Reproduce all of the data word for word.
────────────────────
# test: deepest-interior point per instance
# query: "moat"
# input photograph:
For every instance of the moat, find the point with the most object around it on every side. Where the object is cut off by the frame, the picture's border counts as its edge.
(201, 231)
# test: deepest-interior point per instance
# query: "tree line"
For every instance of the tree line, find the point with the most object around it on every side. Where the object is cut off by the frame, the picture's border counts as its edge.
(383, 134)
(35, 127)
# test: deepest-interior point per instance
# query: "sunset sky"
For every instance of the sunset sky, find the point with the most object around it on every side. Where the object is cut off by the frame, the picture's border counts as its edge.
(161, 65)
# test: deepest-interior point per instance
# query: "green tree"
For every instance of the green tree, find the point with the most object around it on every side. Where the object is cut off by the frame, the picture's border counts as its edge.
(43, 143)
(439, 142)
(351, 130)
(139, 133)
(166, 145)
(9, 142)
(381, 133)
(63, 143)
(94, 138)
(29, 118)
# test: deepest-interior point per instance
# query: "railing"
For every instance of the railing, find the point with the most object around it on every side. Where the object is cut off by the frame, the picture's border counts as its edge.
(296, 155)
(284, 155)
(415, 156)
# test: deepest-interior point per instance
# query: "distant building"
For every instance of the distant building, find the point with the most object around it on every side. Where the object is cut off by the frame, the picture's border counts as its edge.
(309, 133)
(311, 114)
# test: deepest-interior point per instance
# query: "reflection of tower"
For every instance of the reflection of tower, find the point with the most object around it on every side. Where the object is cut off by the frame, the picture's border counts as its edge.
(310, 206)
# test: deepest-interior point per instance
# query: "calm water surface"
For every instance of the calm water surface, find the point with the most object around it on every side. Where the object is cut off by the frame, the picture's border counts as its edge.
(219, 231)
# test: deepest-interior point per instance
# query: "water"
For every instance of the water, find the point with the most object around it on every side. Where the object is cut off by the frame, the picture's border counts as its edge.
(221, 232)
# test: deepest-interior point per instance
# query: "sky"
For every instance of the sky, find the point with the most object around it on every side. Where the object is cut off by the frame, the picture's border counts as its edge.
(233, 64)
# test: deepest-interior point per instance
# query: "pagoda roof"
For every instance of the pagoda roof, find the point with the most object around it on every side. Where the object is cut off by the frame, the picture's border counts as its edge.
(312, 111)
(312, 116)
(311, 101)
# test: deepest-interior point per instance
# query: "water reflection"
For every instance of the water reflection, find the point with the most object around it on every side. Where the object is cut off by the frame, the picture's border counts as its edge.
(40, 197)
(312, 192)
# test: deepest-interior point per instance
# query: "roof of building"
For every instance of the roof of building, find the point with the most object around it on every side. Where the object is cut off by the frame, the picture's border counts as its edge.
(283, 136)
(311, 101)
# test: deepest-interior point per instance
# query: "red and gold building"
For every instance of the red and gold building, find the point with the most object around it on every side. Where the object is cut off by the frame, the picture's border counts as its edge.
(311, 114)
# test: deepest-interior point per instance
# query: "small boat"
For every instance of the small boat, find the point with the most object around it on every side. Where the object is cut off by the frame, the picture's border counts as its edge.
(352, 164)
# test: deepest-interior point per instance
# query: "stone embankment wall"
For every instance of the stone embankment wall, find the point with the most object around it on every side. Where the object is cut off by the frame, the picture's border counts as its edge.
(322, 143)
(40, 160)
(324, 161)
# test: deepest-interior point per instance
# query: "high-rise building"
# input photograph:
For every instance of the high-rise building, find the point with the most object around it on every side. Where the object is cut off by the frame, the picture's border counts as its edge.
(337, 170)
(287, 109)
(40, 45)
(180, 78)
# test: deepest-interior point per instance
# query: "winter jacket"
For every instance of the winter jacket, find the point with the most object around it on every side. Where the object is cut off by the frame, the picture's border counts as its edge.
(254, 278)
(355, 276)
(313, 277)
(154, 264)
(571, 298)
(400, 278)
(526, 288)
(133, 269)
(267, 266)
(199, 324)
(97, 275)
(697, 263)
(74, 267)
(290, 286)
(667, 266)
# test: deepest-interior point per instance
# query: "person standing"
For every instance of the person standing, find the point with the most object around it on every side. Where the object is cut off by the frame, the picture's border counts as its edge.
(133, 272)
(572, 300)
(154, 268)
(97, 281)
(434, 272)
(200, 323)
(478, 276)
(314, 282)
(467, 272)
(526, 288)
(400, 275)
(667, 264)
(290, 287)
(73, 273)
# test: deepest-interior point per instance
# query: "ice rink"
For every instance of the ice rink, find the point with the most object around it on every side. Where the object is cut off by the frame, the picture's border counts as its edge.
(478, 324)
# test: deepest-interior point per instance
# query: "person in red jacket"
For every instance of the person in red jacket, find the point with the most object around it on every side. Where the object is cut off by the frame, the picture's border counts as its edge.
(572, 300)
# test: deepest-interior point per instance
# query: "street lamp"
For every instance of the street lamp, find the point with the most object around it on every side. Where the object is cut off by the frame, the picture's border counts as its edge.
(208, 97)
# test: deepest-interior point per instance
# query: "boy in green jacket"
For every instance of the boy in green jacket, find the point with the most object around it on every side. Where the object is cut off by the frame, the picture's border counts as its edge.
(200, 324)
────────────────────
_The result_
# test: deepest-interior point per instance
# query: "moat"
# input photograph:
For every instance of the moat, find the point with the most object around it on every side. Where the object is cut off by the frame, the picture's border counts as its edge.
(201, 231)
# test: deepest-interior point per instance
# query: "tree line"
For every instance of the tree line, find the point with the most object around it on every side. Where the object is cut off by the frame, the picture's border counts as its edge.
(383, 134)
(35, 127)
# test: deepest-interior point per instance
# query: "sunset sky"
For every instance of the sunset sky, find the point with the most object around it on every side. Where the object is cut off by the frame, the picture's border counts as its edge.
(161, 65)
# test: deepest-interior point per instance
# query: "green tree"
For every instance of the green tree, find the point with the most object around it on every side. Where the object is cut off by the frame, the picture's border counts as its edge.
(43, 143)
(439, 142)
(351, 130)
(139, 133)
(166, 145)
(9, 142)
(381, 133)
(63, 143)
(94, 138)
(29, 118)
# test: deepest-interior point per instance
# query: "railing"
For every instance of the railing, find the point with the most object around it on every side. Where the object is cut off by the frame, the picture's border counts as its edge.
(296, 155)
(284, 155)
(415, 156)
# test: deepest-interior point per instance
# query: "distant building"
For every instance of the distant building, find the point with the most object around it on every side. Where the object is cut off by the frame, the picture's border counts as its edge.
(309, 133)
(311, 114)
# test: deepest-interior point per instance
# query: "reflection of tower"
For every instance of the reflection of tower, find the point with the most object around it on every side. Where the object is cut off by the frame, the picture's border counts as its edge.
(310, 206)
# test: deepest-interior point per instance
# query: "calm water surface"
For every instance of the calm water surface, find the point with the most object around it on every side. Where the object is cut off by the frame, the picture's border counts as its edge.
(219, 231)
# test: deepest-interior point per instance
# query: "water"
For every instance of the water, find the point with the most object around it on every side. Where the object is cut off by the frame, the picture's border counts as its edge.
(221, 232)
# test: deepest-interior point per instance
# query: "sky"
For every instance of the sky, find the point with the most object around it on every side. Where the object is cut off by the frame, the picture's border counts as its edge.
(233, 64)
# test: deepest-interior point per instance
# query: "pagoda roof"
For every instance of the pagoda roof, find the point with the most object around it on every side. Where the object is cut off by the frame, the picture's border counts as its edge.
(312, 111)
(312, 116)
(311, 101)
# test: deepest-interior point per instance
# query: "water reflection"
For every instance of the water reflection, find the point with the most object around it on every side. Where the object is cut off by the frame, the picture's border counts as its edge.
(40, 197)
(312, 192)
# test: deepest-interior point per instance
# query: "roof of building"
For every instance of the roof of building, find the point with the most object around it on every side. Where the object is cut off by the frame, the picture's border counts as its edge.
(283, 136)
(311, 101)
# test: deepest-interior point per instance
# query: "red and gold building"
For every instance of the red and gold building, find the point with the most object around it on every side. Where the object is cut off by the frame, the picture's border counts as its edge.
(311, 114)
# test: deepest-interior point per instance
# query: "small boat"
For every instance of the small boat, find the point with the most object around it on every side. Where the object is cut off by the frame, the picture's border counts as its edge.
(352, 164)
# test: deepest-interior point per instance
# query: "stone embankment wall"
For every instance of the stone embankment wall, find the point with the most object around it on every side. Where the object is cut off by the frame, the picture's border counts as its edge.
(322, 143)
(40, 160)
(324, 161)
# test: deepest-interior point per instance
# query: "high-rise building"
# input photograph:
For every instance of the high-rise building, find the point with the most object around it on every side. Where the object is cut off by the frame, the picture's border counts as its edge.
(337, 170)
(287, 109)
(40, 45)
(180, 78)
# test: deepest-interior point per instance
# query: "winter jacket"
For every instance of the winter jacket, find the point with the most object around it on every side. Where the object is cut off by the frame, the picture's border counts as its edge.
(254, 278)
(355, 276)
(313, 277)
(154, 264)
(571, 298)
(400, 278)
(526, 288)
(133, 269)
(267, 266)
(199, 324)
(97, 275)
(697, 263)
(74, 267)
(290, 286)
(667, 266)
# test: deepest-interior point per instance
# query: "person standing"
For every instance of the person standing, find the point with the most object around it on every side. Where the object is cut off by the frame, the picture's border counts as its edge.
(133, 272)
(572, 300)
(154, 268)
(97, 281)
(434, 272)
(200, 323)
(478, 276)
(314, 282)
(467, 272)
(526, 288)
(400, 275)
(667, 264)
(290, 287)
(73, 273)
# test: deepest-interior point per instance
# query: "ice rink"
For every instance of the ice rink, find the point with the most object around it on every side. Where the object is cut off by the frame, the picture's border counts as its edge.
(478, 324)
# test: deepest-interior point per instance
# query: "person in red jacket"
For every instance of the person in red jacket, find the point with the most object around it on every side. Where the object is cut off by the frame, the picture's border counts as its edge.
(572, 300)
# test: deepest-interior point per instance
# query: "street lamp"
For every instance of the street lamp, find the point with the most object around it on every side. Where the object is cut off by the frame, the picture's border counts as its edge.
(208, 97)
# test: deepest-interior point per instance
# query: "boy in green jacket"
For every instance of the boy in green jacket, find the point with the most object around it on every side. Where the object is cut off by the frame, the picture's border counts as its edge.
(200, 324)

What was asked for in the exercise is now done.